● 本文抜粋
★ ★ ★

パッティングでは『あとはー、しらん』。打ちながら自分が付いていってしまう人が多いので、自分の弱点を変えるための言葉です。『あそこにー、転がすー』『ころころー、すっとん』。パットで世界中のゴルファーを見ていると、入れたいという気持ちが、押したり引っかけたりさせてミスをします。やはり『転がす』気持ちが大事。たとえばパットの名手として知られる青木功プロは、コツンと『打っている』ように見えますけど、しっかりと転がしている。本人も『フェースの上のほうにボールを当てて、下のほうからボールを出す』と言っています。これは転がすイメージ。こういった技術を引き出すのもオノマトペです。50cmくらいのパットも、『あそこに、ドーン』とか『上からー、そろーっと』とか。自分に合うものが必ずあるはず。皆さんも考えて、私にもぜひ教えてください」
自分の名前を使うのもよい!
期待の大型新人プロ、出利葉太一郎は、アマチュア時代「いでりはー、たいちろー」と心のなかで唱えていた。「名前が長いから。小さい頃からそのイメージは伝えていました。スウィングリズムがゆっくりになった要因だと思います」
桜美式オノマトペは、リズムを整え、パワーを引き出し、プレッシャーにも強くなる。これらが同時にできる“魔法の言葉”なのだ!
「ゴルフは難しいと言う方も多いですが、オノマトペを使うことで、老若男女、ゴルフがやさしくなる。そうしてコンスタントに90台を出せるようになればゴルフはどんどん面白くなるんです。ぜひ、そこにも寄与していきたいですね」
●アプローチ
「あそこにー、行かすー」
「あそこにー、飛んでけー」
「ほうきでー、はわくー」
※「はわく」は博多弁で「掃(は)く」の意
●パッティング
「あとはー、しらん」
「あそこにー、転がすー」
「ころころー、すっとん」
桜美ジュニア12人に聞いた
この言葉で、この効果!
呉越謙さん(高2/歴8年)
「イーチ、ニー、サーン、シー」
「引いて、引く」(アプローチ&パット)
「緊張する場面のショットでミスが少なくなった。1番のティーショットなどで使います」
林田聖也さん(中1/歴11年)
「イーチ、ニー、サン、シー、ゴー」
「引いて、引く」(アプローチ、パット)
「パットは順回転にできるようになりました」
石内花音さん(小5/歴3年)

★ ★ ★

● 作業指示
- A) 本文抜粋によると、出利葉太一郎はアマチュア時代に心のなかで何と唱えていましたか。
- B) 本文抜粋の「自分の名前を使うのもよい!」から「にも寄与していきたいですね」」までを、両端も含めて書き出し、その際「スウィングリズム」を「スイングのテンポ」に入れ替えてください。

★ ★ ★

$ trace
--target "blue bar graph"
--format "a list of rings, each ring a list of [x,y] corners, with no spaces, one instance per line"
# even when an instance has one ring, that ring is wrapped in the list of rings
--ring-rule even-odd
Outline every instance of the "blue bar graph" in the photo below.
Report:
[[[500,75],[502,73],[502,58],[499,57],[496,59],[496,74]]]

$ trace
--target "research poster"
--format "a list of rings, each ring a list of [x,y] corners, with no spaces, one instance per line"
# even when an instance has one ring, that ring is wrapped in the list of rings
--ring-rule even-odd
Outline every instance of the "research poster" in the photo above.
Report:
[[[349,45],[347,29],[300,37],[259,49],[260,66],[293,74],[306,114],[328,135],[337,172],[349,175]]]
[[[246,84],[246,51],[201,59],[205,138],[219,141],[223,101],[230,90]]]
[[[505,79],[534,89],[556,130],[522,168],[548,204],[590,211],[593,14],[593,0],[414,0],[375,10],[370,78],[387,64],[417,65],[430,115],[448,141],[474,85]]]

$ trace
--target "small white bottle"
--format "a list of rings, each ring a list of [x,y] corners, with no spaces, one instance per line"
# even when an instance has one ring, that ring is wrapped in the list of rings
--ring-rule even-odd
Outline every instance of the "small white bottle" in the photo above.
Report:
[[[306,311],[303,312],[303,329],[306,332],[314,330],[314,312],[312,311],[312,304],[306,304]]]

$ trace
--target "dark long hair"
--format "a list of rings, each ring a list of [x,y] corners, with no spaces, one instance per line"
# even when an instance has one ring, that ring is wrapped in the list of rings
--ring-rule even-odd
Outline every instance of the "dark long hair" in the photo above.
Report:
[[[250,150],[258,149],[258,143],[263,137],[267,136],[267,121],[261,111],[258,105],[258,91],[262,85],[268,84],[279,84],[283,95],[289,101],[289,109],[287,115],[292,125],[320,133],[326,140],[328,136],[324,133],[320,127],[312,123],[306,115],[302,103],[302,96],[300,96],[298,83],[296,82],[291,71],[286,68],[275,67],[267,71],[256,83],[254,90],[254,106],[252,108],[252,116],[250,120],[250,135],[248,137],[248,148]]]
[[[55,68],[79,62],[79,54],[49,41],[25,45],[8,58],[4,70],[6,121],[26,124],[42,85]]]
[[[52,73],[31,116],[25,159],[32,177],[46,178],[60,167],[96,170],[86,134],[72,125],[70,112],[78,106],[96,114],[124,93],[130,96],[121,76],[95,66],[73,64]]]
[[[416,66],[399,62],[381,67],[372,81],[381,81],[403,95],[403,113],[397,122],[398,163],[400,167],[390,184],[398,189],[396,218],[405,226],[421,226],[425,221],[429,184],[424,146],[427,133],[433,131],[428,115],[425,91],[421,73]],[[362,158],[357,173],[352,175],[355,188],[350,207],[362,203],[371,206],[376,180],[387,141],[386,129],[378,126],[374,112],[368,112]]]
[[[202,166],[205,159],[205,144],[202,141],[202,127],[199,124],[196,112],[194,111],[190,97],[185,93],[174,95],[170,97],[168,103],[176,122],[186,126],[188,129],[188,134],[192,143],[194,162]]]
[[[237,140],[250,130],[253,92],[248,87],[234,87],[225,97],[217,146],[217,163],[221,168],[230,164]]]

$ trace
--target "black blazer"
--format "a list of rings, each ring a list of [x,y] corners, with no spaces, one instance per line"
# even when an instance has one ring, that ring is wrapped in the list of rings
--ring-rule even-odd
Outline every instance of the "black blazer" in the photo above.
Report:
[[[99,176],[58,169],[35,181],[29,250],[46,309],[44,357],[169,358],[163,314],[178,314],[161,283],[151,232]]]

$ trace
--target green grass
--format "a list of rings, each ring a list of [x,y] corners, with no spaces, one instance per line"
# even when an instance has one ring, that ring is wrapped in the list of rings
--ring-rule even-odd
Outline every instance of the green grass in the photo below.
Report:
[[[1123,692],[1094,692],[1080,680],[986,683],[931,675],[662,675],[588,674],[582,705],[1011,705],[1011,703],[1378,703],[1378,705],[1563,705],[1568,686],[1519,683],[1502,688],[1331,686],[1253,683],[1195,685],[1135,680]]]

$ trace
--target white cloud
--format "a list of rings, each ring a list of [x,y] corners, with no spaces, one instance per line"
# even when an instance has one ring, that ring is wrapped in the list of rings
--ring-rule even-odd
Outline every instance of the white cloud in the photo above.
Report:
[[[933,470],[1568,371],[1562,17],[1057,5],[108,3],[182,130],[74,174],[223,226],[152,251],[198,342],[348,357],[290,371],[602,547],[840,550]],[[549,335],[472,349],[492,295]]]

★ ★ ★

● 作業ごとの回答
- A) 「いでりはー、たいちろー」と唱えていました。

- B)
自分の名前を使うのもよい!
期待の大型新人プロ、出利葉太一郎は、アマチュア時代「いでりはー、たいちろー」と心のなかで唱えていた。「名前が長いから。小さい頃からそのイメージは伝えていました。スイングのテンポがゆっくりになった要因だと思います」
桜美式オノマトペは、リズムを整え、パワーを引き出し、プレッシャーにも強くなる。これらが同時にできる“魔法の言葉”なのだ!
「ゴルフは難しいと言う方も多いですが、オノマトペを使うことで、老若男女、ゴルフがやさしくなる。そうしてコンスタントに90台を出せるようになればゴルフはどんどん面白くなるんです。ぜひ、そこにも寄与していきたいですね」